DIRECTIONS FOR THIS TASK:
Copy the material below verbatim, reproducing every line.

(Records of labeled points)
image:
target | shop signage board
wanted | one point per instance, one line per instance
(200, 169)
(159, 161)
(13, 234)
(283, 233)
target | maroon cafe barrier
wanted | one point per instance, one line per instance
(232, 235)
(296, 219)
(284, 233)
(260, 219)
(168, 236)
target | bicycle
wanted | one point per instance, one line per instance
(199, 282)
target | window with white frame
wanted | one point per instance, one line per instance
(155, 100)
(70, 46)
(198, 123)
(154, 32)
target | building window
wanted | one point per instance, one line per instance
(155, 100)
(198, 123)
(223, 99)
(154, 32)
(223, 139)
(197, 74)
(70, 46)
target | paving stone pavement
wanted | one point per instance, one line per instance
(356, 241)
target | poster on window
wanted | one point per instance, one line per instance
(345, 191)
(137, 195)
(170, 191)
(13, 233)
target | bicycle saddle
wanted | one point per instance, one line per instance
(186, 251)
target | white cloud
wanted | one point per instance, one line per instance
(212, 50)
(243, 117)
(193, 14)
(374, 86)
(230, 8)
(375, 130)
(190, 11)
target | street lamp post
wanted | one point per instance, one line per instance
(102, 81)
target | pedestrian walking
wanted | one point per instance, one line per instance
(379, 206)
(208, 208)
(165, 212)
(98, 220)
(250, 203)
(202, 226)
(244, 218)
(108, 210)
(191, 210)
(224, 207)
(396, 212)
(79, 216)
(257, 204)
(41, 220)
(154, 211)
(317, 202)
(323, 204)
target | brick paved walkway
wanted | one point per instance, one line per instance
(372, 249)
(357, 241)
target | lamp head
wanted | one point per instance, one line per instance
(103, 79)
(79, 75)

ANSWER TO THIS EXERCISE:
image:
target | shop signage board
wanted | one point per instance, one line per instance
(200, 169)
(159, 161)
(13, 234)
(283, 233)
target | maroon cafe barrier
wanted | one point per instance, one line per instance
(232, 235)
(296, 219)
(284, 233)
(260, 219)
(168, 236)
target | bicycle
wanted | one point per instance, one line per instance
(199, 282)
target | window with white frame
wanted | one point per instance, one line per instance
(155, 100)
(70, 46)
(198, 123)
(154, 32)
target | building window
wanted | one point per instance, one line per instance
(155, 100)
(198, 123)
(223, 99)
(154, 32)
(223, 139)
(197, 74)
(70, 46)
target | paving stone pavement
wanted | one point per instance, one line per instance
(356, 241)
target | poster on window
wanted | one point per instance, one line per instance
(345, 191)
(137, 195)
(170, 191)
(13, 233)
target | bicycle saddle
wanted | one point per instance, one line per instance
(186, 251)
target | white cloud
wanted | one point per instance, one line per instance
(212, 50)
(243, 117)
(193, 14)
(374, 86)
(230, 8)
(375, 130)
(190, 11)
target | street lamp post
wanted | one point per instance, one line per instance
(102, 81)
target | pedestrian walking
wanted | one point per instance, one line per instance
(379, 206)
(208, 208)
(165, 212)
(98, 220)
(250, 203)
(202, 226)
(244, 218)
(108, 210)
(191, 210)
(224, 207)
(396, 212)
(79, 216)
(257, 204)
(41, 220)
(154, 211)
(317, 202)
(323, 204)
target | brick paved walkway
wanted | one point per instance, one line per instance
(372, 249)
(357, 241)
target | lamp head
wanted | one point per instance, one line per instance
(103, 79)
(79, 75)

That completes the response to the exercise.